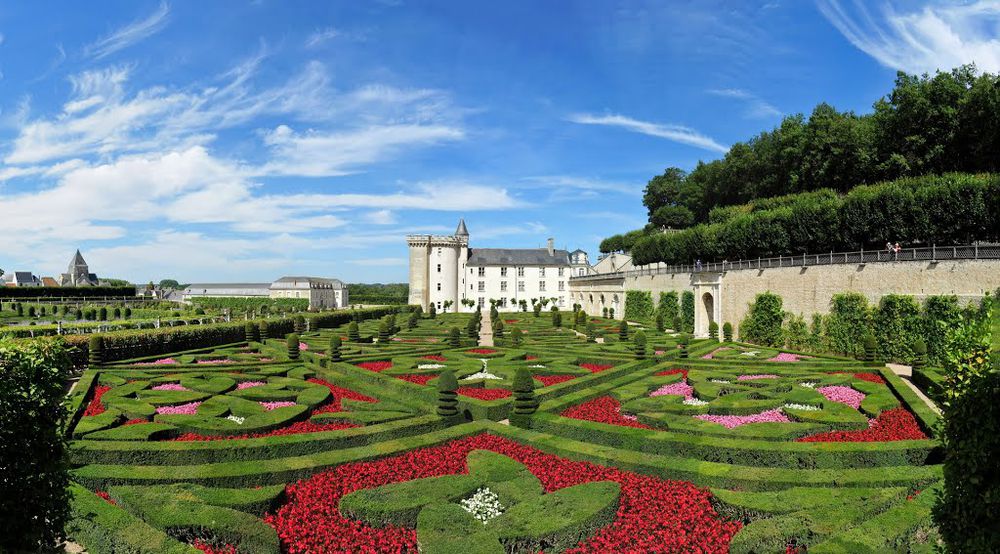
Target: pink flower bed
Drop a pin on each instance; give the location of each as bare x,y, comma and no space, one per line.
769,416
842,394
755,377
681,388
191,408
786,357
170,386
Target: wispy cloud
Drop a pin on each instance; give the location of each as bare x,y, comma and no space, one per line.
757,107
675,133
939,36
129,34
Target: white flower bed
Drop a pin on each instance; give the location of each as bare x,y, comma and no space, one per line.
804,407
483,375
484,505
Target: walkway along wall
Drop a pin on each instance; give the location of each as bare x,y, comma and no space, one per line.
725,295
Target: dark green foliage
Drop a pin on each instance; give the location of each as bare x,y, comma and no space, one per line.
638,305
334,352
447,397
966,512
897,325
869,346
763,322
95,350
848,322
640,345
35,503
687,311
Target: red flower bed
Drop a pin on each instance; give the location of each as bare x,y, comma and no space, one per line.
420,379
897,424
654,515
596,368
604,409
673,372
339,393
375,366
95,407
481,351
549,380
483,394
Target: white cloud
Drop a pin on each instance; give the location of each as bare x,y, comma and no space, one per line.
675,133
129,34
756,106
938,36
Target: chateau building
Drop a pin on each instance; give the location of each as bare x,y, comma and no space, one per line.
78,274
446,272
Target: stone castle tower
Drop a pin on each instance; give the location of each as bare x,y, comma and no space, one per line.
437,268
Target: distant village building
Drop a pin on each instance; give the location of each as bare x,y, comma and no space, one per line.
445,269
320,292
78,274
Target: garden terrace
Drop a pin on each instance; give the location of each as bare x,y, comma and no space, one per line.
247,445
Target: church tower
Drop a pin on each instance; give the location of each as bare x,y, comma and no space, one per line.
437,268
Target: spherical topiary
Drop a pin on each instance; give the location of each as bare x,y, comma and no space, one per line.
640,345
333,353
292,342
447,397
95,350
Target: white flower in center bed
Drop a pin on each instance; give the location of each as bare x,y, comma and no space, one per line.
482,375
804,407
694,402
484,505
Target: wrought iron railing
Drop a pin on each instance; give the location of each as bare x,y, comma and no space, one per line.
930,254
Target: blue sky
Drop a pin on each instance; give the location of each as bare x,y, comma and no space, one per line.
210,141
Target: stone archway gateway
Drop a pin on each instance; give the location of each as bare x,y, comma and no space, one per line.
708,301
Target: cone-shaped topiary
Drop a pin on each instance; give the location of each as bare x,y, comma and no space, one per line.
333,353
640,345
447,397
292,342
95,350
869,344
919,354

__________

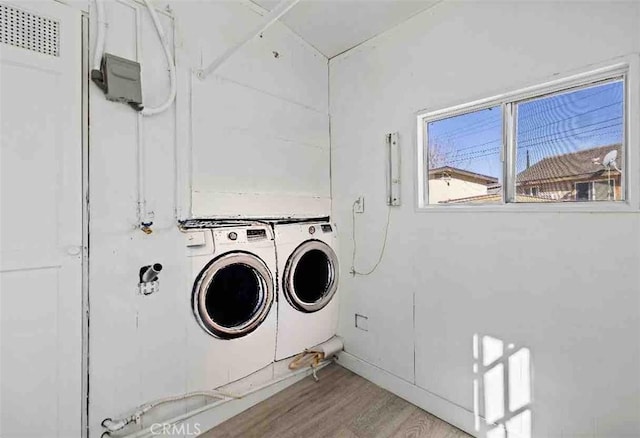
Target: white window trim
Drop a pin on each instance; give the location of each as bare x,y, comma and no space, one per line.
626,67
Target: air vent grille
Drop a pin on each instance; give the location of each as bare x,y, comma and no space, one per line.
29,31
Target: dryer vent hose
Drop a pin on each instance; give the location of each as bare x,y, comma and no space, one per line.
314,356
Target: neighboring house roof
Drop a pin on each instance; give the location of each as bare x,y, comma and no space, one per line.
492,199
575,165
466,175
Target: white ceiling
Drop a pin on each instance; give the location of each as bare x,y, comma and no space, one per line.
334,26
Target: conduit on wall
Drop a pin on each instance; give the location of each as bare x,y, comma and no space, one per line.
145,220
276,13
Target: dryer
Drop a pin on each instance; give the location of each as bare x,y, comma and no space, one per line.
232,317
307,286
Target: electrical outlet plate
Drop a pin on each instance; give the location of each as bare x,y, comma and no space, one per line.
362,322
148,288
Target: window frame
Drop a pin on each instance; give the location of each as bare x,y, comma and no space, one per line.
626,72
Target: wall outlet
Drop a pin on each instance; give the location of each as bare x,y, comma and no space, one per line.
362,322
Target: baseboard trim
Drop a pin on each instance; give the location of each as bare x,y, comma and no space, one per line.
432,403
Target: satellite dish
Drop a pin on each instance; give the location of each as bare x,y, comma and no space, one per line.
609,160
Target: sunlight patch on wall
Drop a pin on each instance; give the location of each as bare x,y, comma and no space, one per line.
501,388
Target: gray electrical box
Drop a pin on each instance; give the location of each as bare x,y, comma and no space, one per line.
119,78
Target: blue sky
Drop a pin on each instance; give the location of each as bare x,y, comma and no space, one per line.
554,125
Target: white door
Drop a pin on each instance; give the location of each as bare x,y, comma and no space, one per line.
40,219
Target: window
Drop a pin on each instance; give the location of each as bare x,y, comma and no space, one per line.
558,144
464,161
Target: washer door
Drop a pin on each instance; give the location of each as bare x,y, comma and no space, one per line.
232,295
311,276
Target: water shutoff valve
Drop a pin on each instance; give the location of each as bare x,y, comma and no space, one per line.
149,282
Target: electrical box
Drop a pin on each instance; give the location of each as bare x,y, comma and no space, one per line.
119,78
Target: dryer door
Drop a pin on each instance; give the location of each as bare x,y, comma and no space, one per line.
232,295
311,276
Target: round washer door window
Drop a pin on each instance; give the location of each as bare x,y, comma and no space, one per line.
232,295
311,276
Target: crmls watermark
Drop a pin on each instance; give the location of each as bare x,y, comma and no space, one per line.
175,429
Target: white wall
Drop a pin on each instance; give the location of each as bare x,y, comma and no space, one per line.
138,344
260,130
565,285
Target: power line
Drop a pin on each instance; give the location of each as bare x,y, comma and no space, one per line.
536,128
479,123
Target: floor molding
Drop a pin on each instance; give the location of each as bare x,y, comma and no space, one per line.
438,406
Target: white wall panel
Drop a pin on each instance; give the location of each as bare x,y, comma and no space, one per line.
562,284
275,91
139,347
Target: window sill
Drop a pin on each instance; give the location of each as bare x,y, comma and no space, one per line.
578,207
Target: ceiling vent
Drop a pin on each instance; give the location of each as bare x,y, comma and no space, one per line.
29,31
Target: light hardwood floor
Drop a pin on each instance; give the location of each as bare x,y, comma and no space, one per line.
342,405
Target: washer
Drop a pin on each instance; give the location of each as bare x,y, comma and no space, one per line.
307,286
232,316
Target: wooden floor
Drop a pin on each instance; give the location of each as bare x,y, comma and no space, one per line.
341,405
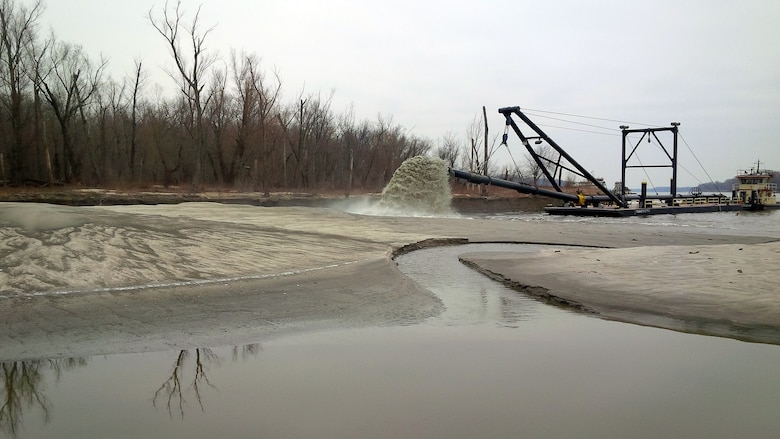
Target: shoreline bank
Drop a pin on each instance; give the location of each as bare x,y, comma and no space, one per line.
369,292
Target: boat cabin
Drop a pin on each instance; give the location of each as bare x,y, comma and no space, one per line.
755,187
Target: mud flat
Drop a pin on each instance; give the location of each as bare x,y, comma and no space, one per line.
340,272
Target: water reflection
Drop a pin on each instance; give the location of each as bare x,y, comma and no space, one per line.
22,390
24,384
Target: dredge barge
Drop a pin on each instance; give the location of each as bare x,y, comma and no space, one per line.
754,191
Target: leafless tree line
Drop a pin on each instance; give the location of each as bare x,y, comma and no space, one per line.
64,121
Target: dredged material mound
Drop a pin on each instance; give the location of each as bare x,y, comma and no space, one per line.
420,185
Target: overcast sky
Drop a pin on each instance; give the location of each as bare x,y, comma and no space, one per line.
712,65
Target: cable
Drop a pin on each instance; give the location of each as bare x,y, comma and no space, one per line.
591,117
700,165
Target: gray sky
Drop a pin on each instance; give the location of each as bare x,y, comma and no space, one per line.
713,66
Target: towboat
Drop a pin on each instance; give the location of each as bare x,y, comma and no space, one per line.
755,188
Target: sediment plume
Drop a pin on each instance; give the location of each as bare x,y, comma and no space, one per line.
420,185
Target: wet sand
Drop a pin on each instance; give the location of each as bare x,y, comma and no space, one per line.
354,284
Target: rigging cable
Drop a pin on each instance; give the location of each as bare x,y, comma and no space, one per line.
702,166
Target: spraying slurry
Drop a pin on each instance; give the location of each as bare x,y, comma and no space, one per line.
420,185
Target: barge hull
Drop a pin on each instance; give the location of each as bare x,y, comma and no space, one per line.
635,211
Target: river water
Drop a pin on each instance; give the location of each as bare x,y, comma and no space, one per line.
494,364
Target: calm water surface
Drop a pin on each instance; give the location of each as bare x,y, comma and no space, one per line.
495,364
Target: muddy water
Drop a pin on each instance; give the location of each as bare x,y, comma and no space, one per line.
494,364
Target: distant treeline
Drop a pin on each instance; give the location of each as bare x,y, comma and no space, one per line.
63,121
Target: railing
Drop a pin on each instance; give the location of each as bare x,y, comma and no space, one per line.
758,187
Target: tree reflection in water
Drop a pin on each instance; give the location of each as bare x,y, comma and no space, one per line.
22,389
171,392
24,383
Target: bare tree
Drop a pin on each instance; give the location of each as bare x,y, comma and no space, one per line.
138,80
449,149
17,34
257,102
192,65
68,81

__________

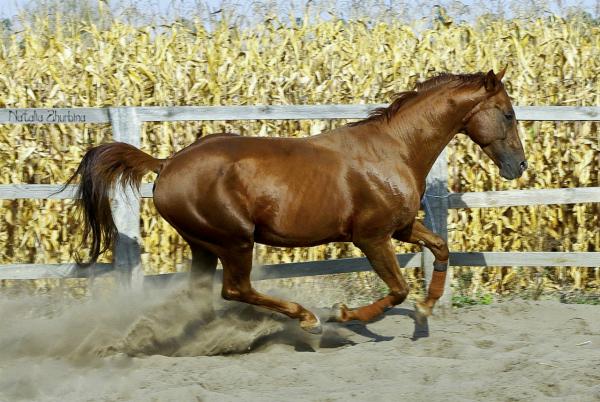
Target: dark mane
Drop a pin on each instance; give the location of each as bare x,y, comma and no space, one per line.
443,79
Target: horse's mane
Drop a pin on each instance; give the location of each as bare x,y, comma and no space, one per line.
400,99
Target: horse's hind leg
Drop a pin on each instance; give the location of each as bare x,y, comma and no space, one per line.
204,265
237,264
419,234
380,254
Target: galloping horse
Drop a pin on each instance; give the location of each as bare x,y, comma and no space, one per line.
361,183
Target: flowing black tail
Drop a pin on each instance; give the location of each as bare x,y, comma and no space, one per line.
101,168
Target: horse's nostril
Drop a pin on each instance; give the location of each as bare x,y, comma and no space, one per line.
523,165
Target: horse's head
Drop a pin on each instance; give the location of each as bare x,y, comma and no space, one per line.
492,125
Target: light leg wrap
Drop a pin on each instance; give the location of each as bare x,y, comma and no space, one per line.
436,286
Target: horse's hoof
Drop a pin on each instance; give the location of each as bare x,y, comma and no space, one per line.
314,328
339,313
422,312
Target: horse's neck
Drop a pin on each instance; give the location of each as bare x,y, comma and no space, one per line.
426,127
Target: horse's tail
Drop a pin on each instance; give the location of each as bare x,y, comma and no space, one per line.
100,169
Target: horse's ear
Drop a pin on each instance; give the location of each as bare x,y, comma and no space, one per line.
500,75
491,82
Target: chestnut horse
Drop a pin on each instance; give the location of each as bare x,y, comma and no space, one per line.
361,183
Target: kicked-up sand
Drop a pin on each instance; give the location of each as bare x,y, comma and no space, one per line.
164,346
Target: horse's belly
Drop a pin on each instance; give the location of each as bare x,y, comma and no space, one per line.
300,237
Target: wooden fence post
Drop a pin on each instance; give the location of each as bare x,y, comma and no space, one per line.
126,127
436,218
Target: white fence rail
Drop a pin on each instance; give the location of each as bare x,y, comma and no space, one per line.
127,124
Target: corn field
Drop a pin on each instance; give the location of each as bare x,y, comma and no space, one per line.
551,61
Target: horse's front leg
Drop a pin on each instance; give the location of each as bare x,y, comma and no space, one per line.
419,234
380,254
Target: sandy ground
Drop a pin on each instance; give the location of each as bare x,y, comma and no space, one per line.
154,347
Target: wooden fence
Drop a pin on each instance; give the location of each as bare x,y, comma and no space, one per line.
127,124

__________

= Work to do =
Which rows above contain the word "topiary"? Pick out each one and copy the whole row, counting only matches with the same case.

= Task response =
Target: spherical topiary
Target: cone-shaped topiary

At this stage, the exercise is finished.